**YOUR GOAL:**
Quote exactly, and only, the lines of the material below from the line with "Each <instance> block ends" through the line with "positive clicks: (252, 149) (270, 145)".

+++ MATERIALS PROVIDED

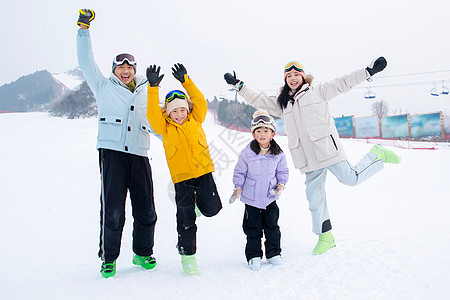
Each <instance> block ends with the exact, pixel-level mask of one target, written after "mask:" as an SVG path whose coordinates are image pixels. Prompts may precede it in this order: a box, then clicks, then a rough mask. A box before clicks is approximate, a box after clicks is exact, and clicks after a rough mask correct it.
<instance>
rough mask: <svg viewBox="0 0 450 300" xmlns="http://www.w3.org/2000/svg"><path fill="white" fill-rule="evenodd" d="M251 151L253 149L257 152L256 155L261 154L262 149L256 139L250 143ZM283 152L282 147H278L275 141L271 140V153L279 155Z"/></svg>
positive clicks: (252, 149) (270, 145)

++++++
+++ MATERIALS PROVIDED

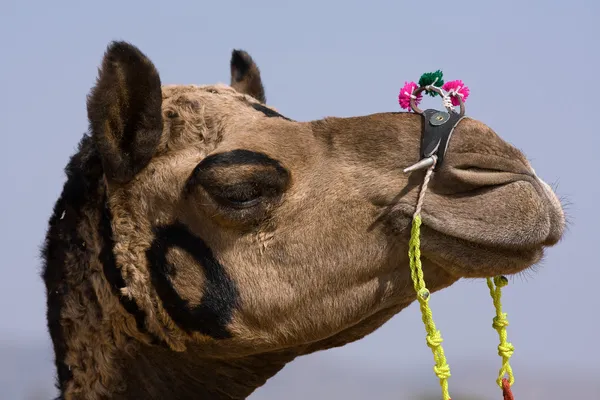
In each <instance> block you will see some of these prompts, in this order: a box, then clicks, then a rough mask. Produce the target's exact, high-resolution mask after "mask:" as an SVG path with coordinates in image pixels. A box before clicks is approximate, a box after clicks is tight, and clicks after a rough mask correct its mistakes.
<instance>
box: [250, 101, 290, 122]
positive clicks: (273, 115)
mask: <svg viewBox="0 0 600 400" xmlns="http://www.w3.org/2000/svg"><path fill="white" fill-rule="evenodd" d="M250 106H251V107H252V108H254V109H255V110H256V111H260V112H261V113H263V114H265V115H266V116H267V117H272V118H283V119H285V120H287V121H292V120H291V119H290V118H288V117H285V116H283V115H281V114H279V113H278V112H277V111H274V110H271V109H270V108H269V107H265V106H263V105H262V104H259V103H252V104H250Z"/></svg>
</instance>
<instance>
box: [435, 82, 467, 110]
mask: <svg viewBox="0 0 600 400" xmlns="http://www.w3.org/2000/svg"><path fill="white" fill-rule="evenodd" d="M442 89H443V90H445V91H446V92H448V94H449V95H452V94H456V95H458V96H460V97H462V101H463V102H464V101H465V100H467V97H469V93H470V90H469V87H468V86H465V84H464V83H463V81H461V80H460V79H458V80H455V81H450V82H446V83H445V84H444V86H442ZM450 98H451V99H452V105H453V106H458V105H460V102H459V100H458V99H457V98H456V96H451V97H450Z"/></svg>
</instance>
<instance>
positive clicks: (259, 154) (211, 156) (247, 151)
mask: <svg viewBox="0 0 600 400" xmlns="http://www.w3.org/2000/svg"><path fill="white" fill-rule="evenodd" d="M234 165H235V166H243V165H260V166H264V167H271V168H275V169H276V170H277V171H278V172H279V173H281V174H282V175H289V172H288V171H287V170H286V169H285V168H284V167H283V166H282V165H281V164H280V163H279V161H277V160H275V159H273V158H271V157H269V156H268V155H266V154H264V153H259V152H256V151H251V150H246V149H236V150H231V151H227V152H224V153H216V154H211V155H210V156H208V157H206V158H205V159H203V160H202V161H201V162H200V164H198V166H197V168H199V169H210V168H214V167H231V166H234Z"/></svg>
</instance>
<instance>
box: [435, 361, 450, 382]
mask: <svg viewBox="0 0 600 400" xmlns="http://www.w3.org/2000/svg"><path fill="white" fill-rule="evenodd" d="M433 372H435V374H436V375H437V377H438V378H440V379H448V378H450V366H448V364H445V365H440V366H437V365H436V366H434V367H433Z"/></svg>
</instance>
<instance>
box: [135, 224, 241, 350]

++++++
+++ MATERIALS PROVIDED

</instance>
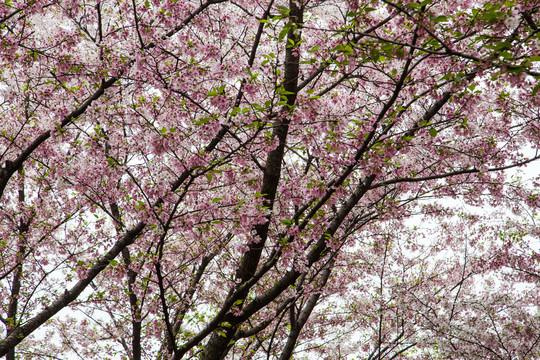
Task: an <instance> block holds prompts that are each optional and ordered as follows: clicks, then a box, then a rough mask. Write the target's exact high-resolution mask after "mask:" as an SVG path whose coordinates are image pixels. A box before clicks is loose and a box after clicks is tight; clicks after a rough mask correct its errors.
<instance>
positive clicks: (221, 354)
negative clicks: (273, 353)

++++++

**ANSWER FOR THIS EXERCISE:**
Each <instance> block ends with the exact, pixel-level mask of one target, written after "mask:" as an SVG path whose coordinates are image pixels. Prompts may precede it in this order: a box, then clicks, then a rough mask. A box before clicks is approximate, a box after clicks is exact, and clicks after a rough mask correct it.
<instance>
rough mask: <svg viewBox="0 0 450 300" xmlns="http://www.w3.org/2000/svg"><path fill="white" fill-rule="evenodd" d="M251 151L253 149L257 152L256 155L261 154L262 149L256 139L250 143ZM283 152L282 147H278L275 141L271 140V153L279 155Z"/></svg>
positive clicks: (252, 149) (270, 145)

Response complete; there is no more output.